Text section:
────────────────

Mullgate
Guides

Setup and Exposure

How Mullgate setup, bind IPs, hostnames, and exposure modes fit together.

This guide extracts the setup, exposure, and access model from the main usage document and presents it as an operator-oriented walkthrough.

Exposure modes

Mullgate separates:

  • exposure mode - where the listeners are reachable
  • access mode - how a client selects the route behind that listener

The exposure modes referenced in the CLI are:

  • loopback
  • private-network
  • public

The access modes are:

  • published-routes - default
  • inline-selector - opt-in

Loopback mode

Use loopback mode when everything runs on one host and you want the easiest way to prove the workflow.

Typical characteristics:

  • route 1 binds to 127.0.0.1
  • additional routes bind to other loopback addresses such as 127.0.0.2
  • in published-routes, route aliases act as local hostnames after you install the generated hosts block
  • in inline-selector, one shared loopback listener is enough because the username selector chooses the route

This is the best starting point for local validation.

Private-network mode

Use private-network mode when clients are on a LAN, VPN, or overlay network and should reach route-specific entrypoints from outside the local host.

Typical characteristics:

  • all routes share one trusted-network host IP
  • in published-routes, each route gets its own published port on that shared host
  • in inline-selector, clients use one shared listener and put the selector in the proxy username
  • when Tailscale is available, the setup flow should default to the host's 100.x address
  • a base domain can be used to produce route-aware hostnames such as sweden-gothenburg.proxy.example.com

Public mode

Use public mode when listeners are intentionally exposed on publicly reachable IP addresses.

This should be treated with additional operational care because it expands the attack surface.

Hostnames versus direct IPs

Mullgate supports both:

  • hostname-based entrypoints
  • direct-IP entrypoints

In published-routes, the same route can be reached through either form, but hostname-based routing only remains truthful when the hostname resolves to the intended host IP and port combination.

────────────────

Given problem: Reproduce word for word the passage of the setup and exposure guide that opens with the words containing "Use loopback mode" and closes with "for local validation.".

Records of labeled points:
────────────────

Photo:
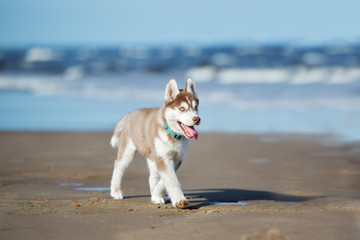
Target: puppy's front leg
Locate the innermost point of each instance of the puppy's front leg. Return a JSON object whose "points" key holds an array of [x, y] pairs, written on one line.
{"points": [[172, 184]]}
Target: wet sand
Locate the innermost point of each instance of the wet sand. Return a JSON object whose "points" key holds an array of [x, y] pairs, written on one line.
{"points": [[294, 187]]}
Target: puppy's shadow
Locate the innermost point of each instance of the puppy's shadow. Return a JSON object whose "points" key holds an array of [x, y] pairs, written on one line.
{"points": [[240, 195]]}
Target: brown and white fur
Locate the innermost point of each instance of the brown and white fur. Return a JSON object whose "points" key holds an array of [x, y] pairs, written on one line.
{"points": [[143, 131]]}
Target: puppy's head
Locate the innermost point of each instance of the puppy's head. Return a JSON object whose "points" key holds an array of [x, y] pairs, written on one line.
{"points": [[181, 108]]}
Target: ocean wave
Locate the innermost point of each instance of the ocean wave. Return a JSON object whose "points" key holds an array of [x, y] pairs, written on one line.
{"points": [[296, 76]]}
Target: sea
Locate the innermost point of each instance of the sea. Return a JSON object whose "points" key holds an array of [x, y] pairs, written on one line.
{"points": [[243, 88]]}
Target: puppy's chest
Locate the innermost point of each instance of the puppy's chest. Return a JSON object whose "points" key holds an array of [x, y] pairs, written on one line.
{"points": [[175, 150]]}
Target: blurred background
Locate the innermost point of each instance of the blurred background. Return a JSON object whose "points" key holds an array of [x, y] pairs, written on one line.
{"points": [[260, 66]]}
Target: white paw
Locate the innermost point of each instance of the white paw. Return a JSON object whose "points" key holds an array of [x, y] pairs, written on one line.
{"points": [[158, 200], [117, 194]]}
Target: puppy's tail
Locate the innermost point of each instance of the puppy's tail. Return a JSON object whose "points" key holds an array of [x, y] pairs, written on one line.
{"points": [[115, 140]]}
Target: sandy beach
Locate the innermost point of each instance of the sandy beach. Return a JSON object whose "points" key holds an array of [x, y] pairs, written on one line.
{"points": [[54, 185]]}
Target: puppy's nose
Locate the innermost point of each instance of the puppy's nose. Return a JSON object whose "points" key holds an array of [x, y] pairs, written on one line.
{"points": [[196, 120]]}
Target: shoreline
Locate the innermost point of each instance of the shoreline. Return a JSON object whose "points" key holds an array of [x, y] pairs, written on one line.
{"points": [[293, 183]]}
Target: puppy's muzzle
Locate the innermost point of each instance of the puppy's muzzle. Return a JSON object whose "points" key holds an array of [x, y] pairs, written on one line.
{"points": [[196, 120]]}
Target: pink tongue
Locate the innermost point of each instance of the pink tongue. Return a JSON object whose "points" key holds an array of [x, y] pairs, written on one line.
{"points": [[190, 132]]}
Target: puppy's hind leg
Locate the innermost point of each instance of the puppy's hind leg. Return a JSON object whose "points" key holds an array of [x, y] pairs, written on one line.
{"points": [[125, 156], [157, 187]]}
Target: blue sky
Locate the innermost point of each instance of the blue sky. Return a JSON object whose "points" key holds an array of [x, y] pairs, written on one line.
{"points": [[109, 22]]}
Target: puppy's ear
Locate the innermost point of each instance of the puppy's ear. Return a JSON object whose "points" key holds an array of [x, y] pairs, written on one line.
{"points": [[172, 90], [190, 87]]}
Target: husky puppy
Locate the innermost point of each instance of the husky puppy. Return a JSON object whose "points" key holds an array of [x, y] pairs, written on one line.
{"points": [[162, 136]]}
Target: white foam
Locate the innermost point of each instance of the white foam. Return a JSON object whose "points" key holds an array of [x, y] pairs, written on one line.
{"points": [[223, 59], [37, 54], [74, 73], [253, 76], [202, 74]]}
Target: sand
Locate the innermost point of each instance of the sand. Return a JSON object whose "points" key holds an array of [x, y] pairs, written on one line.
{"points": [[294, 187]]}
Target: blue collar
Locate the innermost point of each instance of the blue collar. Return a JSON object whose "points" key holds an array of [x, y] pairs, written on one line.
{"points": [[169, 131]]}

────────────────

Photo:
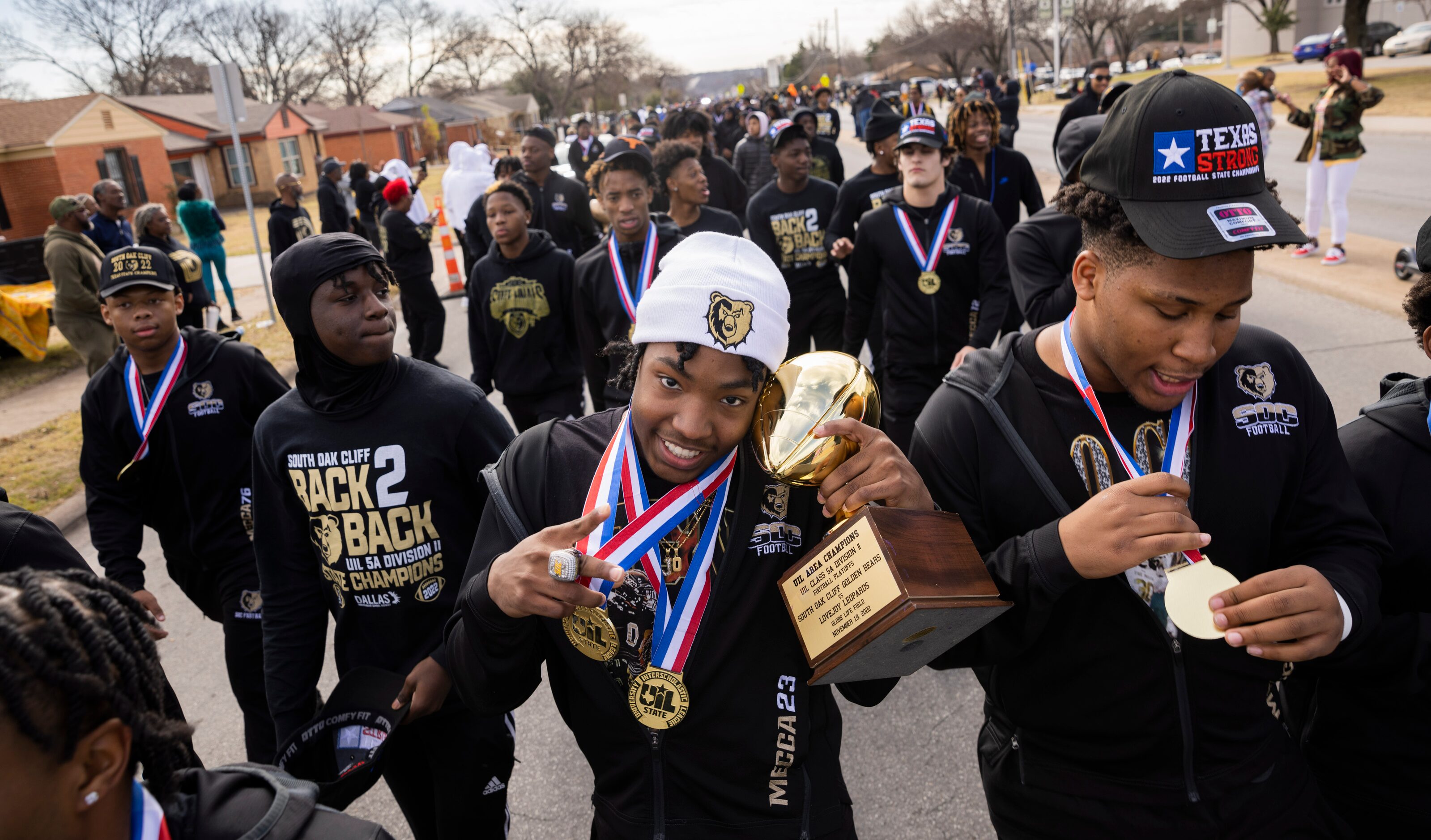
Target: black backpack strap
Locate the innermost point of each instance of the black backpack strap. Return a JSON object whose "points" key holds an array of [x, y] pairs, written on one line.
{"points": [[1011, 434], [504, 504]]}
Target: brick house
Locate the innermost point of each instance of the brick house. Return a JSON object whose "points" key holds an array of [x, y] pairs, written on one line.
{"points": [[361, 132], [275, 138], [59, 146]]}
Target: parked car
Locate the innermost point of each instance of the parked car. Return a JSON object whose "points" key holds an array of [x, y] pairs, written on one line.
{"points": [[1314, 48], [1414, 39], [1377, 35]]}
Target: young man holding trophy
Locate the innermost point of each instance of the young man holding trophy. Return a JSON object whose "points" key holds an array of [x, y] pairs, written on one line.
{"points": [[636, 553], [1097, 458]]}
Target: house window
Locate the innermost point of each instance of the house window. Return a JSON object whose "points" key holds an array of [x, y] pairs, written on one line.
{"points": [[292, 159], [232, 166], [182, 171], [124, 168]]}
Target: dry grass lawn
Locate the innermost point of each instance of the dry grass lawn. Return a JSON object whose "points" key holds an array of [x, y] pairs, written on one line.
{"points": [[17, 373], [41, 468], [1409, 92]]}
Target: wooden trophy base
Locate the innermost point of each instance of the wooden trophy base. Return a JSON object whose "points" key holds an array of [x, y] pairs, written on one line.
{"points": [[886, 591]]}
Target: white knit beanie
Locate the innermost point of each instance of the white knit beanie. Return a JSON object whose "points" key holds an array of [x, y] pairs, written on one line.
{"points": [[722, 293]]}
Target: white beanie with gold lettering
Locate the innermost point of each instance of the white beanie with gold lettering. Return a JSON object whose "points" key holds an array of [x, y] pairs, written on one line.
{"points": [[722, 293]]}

────────────────

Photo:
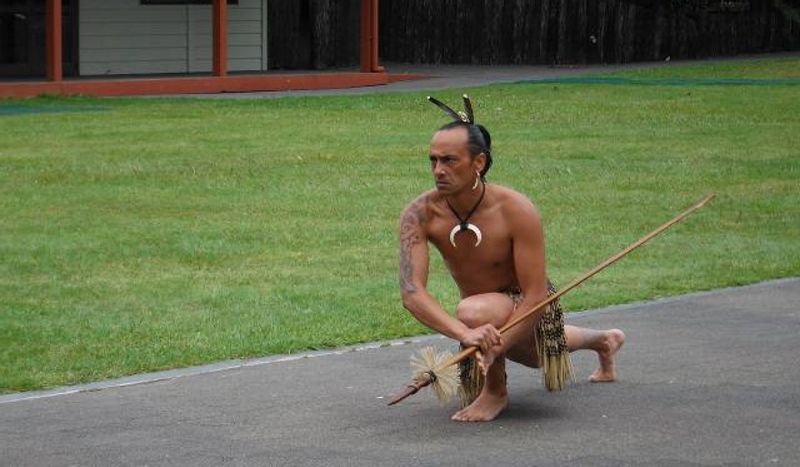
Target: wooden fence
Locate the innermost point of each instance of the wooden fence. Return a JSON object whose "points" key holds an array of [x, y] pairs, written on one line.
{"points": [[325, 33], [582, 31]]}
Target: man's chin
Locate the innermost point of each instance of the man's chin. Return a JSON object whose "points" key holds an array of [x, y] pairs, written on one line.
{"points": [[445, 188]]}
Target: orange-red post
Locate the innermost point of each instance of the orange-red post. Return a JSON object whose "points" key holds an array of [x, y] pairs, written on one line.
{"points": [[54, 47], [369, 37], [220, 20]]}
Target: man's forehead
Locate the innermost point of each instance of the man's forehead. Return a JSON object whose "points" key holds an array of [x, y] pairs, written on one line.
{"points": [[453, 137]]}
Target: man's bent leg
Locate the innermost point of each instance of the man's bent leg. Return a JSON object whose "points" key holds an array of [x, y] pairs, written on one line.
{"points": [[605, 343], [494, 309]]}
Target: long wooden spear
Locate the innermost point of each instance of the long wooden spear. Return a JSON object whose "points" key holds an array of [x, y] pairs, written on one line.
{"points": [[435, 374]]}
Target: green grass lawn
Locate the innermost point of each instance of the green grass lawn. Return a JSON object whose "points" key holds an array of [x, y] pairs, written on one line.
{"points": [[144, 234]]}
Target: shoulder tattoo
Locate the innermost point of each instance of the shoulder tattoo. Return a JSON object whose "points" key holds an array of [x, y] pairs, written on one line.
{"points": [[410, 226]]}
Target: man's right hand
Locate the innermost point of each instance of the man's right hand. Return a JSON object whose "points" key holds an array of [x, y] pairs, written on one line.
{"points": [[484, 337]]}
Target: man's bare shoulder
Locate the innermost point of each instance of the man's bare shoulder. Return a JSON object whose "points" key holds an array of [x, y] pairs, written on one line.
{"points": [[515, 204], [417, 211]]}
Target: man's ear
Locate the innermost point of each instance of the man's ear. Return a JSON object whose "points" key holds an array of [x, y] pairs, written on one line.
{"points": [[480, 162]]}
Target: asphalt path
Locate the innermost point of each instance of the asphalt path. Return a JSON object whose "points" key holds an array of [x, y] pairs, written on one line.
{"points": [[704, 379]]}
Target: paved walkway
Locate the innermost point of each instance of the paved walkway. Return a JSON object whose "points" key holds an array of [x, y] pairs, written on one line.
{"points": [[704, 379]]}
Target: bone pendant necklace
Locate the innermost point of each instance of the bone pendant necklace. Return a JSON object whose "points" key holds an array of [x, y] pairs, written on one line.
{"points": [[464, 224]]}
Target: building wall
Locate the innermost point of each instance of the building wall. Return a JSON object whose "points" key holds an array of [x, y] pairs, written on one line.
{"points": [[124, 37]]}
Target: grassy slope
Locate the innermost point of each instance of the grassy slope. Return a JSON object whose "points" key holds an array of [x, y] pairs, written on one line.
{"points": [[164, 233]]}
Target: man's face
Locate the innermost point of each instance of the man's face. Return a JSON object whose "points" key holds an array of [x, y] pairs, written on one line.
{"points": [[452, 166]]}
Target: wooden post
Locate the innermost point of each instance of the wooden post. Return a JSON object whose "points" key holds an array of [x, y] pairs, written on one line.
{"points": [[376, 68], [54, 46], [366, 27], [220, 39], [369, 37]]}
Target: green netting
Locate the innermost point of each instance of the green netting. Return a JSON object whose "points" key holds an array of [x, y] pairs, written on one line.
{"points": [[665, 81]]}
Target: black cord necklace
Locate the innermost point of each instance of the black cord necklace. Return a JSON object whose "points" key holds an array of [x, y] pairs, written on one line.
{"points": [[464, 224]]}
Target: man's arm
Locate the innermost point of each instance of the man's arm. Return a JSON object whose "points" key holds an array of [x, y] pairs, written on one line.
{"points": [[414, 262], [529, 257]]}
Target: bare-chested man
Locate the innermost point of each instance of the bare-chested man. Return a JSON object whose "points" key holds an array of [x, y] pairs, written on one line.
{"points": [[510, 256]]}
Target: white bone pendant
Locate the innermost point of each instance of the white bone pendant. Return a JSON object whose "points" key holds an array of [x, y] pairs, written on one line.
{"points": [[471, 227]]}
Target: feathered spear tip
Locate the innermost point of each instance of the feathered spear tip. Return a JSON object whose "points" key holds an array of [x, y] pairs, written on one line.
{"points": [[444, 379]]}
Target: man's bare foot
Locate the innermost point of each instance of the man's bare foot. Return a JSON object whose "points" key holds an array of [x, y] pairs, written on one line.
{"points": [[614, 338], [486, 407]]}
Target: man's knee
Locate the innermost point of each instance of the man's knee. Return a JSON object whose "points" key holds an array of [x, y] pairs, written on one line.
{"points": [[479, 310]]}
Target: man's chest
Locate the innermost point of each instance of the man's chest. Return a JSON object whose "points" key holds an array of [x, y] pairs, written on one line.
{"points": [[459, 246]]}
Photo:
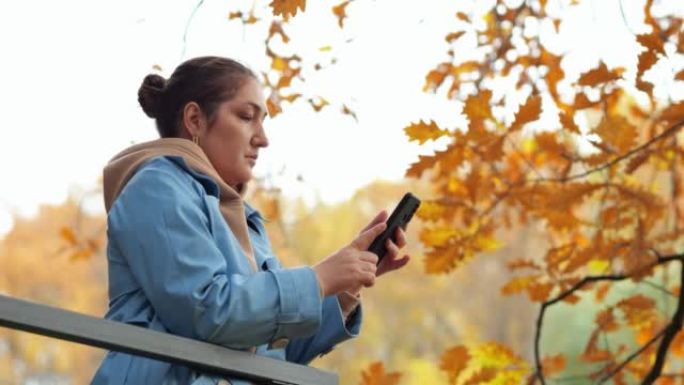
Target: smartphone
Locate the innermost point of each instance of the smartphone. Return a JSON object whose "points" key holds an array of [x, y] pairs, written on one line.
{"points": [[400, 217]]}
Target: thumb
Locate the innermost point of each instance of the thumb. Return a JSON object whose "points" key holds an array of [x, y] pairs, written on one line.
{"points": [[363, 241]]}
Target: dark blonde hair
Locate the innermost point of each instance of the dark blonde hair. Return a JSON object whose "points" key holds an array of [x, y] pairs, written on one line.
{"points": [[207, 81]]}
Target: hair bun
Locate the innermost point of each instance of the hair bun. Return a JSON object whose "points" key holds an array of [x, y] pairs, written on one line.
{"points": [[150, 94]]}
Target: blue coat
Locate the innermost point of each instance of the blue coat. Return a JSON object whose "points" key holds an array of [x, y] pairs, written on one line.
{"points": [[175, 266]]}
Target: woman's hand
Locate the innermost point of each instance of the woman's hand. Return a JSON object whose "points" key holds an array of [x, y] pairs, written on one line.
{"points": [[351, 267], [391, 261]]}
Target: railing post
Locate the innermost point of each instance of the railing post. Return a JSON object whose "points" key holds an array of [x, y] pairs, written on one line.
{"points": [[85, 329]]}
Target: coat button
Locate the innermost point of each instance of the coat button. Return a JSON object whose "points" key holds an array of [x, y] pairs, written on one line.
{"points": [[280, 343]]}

────────────────

Exercise response:
Use loopback mode when everything runs on one host and you want the easiest way to prove the workflow.

Typical characteristics:

  • route 1 binds to 127.0.0.1
  • additional routes bind to other loopback addresses such as 127.0.0.2
  • in published-routes, route aliases act as local hostnames after you install the generated hosts block
  • in inline-selector, one shared loopback listener is enough because the username selector chooses the route

This is the best starting point for local validation.